EXCERPT TO READ:
- - - - - - -
Chapter 34: The Function of Public Will
Charles Horton Cooley
PUBLIC AND PRIVATE WILL -- THE LACK OF PUBLIC WILL -- SOCIAL WRONGS COMMONLY NOT WILL AT ALL
WHAT I shall say about Public Will—which is only another phase of the Democratic Mind—might well have been introduced under Part III; but I put it here because in a sense it rounds off our whole inquiry, involving some general conclusions as to the method and possibility of social betterment.
By public will we may understand the deliberate self-direction of any social group. There is, of course, nothing mysterious about it, for it is of the same nature as public opinion, and is simply that so informed and organized as to be an effective guide to the life of the group. Nor can we say just when this state is reached—it is a matter of degree—but we may assume that when a group intelligently pursues a steadfast policy some measure, at least, of public will has been achieved. Many savage tribes have it in a small way; the Jews developed it under the leadership of Moses and Joshua; the mediaeval church and the Venetian aristocracy displayed it. It is capable, like individual will, of indefinite improvement in insight, stability and scope.
- - - - - - -
Coordinate labeling data:
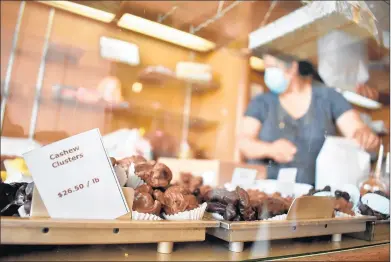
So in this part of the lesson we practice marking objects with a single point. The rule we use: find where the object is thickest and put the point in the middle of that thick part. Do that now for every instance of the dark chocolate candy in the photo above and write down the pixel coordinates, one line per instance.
(216, 207)
(230, 212)
(223, 196)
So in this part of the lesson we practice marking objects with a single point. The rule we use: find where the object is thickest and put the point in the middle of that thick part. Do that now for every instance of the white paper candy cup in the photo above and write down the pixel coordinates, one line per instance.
(217, 216)
(134, 182)
(340, 214)
(279, 217)
(143, 216)
(195, 214)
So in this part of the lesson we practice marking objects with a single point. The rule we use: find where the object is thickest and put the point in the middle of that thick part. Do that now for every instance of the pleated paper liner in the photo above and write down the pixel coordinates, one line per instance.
(195, 214)
(134, 181)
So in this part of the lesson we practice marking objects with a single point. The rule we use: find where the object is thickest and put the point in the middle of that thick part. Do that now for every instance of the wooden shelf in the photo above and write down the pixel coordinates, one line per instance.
(159, 75)
(297, 33)
(126, 109)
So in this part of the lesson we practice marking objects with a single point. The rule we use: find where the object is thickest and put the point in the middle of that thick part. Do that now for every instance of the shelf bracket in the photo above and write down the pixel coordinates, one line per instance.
(162, 17)
(41, 74)
(11, 60)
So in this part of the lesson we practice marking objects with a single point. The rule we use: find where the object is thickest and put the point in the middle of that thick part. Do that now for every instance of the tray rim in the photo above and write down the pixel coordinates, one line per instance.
(239, 225)
(36, 222)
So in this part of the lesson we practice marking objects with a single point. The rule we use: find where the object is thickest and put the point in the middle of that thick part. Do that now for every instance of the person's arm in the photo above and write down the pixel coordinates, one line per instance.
(372, 93)
(249, 144)
(350, 124)
(384, 98)
(251, 147)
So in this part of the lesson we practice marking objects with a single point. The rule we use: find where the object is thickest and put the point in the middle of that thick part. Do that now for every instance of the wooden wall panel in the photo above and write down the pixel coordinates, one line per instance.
(82, 35)
(222, 105)
(25, 69)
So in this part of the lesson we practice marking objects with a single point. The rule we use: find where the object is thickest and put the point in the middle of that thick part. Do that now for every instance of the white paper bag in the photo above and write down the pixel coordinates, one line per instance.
(341, 161)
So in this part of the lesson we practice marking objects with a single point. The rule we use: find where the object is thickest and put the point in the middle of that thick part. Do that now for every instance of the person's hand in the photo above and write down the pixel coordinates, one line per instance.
(367, 91)
(367, 139)
(283, 151)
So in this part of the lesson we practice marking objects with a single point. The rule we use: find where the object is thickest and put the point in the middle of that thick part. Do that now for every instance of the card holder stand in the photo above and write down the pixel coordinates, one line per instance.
(40, 229)
(308, 216)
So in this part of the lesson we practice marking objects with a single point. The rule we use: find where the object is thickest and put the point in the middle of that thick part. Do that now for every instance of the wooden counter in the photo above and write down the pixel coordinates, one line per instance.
(212, 249)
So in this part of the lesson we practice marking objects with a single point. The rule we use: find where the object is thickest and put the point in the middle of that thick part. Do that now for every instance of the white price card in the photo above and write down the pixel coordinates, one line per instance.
(287, 175)
(75, 178)
(243, 176)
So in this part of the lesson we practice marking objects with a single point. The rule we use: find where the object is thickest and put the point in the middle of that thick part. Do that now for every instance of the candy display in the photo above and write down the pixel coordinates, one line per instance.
(342, 199)
(242, 205)
(154, 193)
(375, 204)
(14, 197)
(369, 204)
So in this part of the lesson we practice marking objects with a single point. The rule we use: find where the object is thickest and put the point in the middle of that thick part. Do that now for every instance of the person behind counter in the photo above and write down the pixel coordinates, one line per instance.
(287, 127)
(373, 94)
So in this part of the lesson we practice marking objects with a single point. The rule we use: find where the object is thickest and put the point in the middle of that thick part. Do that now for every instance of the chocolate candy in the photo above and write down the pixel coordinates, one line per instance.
(216, 207)
(144, 203)
(381, 193)
(344, 206)
(185, 177)
(174, 202)
(248, 213)
(271, 207)
(144, 189)
(127, 161)
(158, 195)
(121, 174)
(244, 199)
(224, 196)
(154, 174)
(113, 161)
(192, 202)
(178, 189)
(230, 212)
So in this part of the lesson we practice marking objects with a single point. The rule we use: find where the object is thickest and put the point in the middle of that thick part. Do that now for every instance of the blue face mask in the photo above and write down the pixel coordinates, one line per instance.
(275, 80)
- - - - - - -
TASK 1:
According to the public will chapter, under whose leadership did the Jews develop public will?
TASK 2:
Print the part of the public will chapter that opens with the words containing "Chapter 34: The" and closes with "of social betterment.".

WRITTEN SOLUTION 1:
Under the leadership of Moses and Joshua.

WRITTEN SOLUTION 2:
Chapter 34: The Function of Public Will
Charles Horton Cooley
PUBLIC AND PRIVATE WILL -- THE LACK OF PUBLIC WILL -- SOCIAL WRONGS COMMONLY NOT WILL AT ALL
WHAT I shall say about Public Will—which is only another phase of the Democratic Mind—might well have been introduced under Part III; but I put it here because in a sense it rounds off our whole inquiry, involving some general conclusions as to the method and possibility of social betterment.